> **Your objective**:
From top to bottom, reproduce the listing without a single change.

> **Entries supplied**:
>>>>>
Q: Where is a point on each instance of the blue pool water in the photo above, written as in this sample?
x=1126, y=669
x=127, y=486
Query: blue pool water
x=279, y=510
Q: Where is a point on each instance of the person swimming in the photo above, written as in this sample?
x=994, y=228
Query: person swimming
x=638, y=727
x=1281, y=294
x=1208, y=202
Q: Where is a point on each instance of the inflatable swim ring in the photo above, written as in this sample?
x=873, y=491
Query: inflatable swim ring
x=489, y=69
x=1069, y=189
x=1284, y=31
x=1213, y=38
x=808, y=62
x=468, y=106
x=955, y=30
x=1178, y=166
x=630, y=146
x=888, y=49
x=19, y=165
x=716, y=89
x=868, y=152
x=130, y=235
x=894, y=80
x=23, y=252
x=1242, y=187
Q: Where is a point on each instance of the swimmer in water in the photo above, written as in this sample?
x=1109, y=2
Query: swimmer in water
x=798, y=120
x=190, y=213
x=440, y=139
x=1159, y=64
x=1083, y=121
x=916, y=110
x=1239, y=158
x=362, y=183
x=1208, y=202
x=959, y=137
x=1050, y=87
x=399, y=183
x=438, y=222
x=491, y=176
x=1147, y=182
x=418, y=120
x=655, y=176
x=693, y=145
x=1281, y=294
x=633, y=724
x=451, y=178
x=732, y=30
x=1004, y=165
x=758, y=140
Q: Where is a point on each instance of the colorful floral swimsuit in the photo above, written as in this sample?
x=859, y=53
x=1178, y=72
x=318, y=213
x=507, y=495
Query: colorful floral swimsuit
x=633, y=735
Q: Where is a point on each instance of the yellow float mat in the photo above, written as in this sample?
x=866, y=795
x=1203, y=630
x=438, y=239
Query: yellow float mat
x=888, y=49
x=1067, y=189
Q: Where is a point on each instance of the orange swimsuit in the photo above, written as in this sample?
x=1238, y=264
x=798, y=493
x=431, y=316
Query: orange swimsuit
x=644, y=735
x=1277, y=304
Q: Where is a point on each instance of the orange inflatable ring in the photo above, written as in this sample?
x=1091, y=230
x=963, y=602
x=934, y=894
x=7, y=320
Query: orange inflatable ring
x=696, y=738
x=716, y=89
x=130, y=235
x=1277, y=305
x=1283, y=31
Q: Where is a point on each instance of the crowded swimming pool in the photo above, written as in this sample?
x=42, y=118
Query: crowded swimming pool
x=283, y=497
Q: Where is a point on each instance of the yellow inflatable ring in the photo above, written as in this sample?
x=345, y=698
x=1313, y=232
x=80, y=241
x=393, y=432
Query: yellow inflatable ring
<<<<<
> **Output of the exercise**:
Q: Where is a point on each instance of the blue pool water in the photo above, written as in this sample?
x=1126, y=669
x=127, y=486
Query: blue pool water
x=279, y=510
Q: Where is a point on each instance of the person swimming in the photo above, written as in this sample?
x=994, y=228
Query: person swimming
x=638, y=727
x=1281, y=294
x=1208, y=202
Q: Where is a point on each instance of the inflatable swim ring in the photo above, written as in this sample?
x=873, y=491
Query: inflatable swim ring
x=489, y=69
x=1069, y=189
x=1284, y=31
x=1213, y=38
x=808, y=62
x=468, y=106
x=955, y=30
x=1178, y=166
x=630, y=146
x=888, y=49
x=19, y=165
x=716, y=89
x=868, y=152
x=130, y=235
x=894, y=80
x=23, y=252
x=1242, y=187
Q: Where is a point on each instance of the swimmer in water in the photo above, written as in this sample?
x=1109, y=2
Query: swimmer in water
x=798, y=120
x=190, y=213
x=440, y=139
x=1159, y=64
x=1083, y=121
x=916, y=110
x=1239, y=158
x=362, y=183
x=1208, y=202
x=959, y=137
x=1050, y=87
x=399, y=183
x=438, y=222
x=491, y=176
x=1147, y=182
x=418, y=120
x=655, y=176
x=693, y=145
x=1281, y=294
x=633, y=724
x=451, y=178
x=732, y=30
x=1004, y=165
x=758, y=140
Q: Where is a point on each instance of the colorful floral swimsuit in the photo above, written as in this sample?
x=859, y=53
x=1178, y=72
x=318, y=213
x=507, y=495
Query: colorful floral swimsuit
x=633, y=735
Q: Where is a point on each instance of the yellow float mat in the photo above, written as in this sample?
x=866, y=795
x=1203, y=630
x=438, y=239
Query: yellow float mat
x=888, y=49
x=1067, y=189
Q: Where is a point on each instance of the orange swimsuit in the photo above, written as in this sample?
x=1238, y=264
x=798, y=493
x=431, y=316
Query: orange swimsuit
x=644, y=735
x=1277, y=304
Q: Where is a point on each instance of the orange inflatable ring in the photo above, written as in this sample?
x=1091, y=230
x=963, y=602
x=934, y=894
x=7, y=320
Query: orange inflatable ring
x=696, y=738
x=716, y=89
x=130, y=235
x=1277, y=305
x=1283, y=31
Q: Where is a point on each instance of the crowded swimming pool in the photo above, written as in this sample?
x=42, y=118
Query: crowded swimming pool
x=283, y=497
Q: Where is a point on each instance of the yellow inflatable ring in the photo above, written as in this sample?
x=345, y=698
x=1313, y=232
x=80, y=241
x=393, y=432
Query: yellow inflatable ring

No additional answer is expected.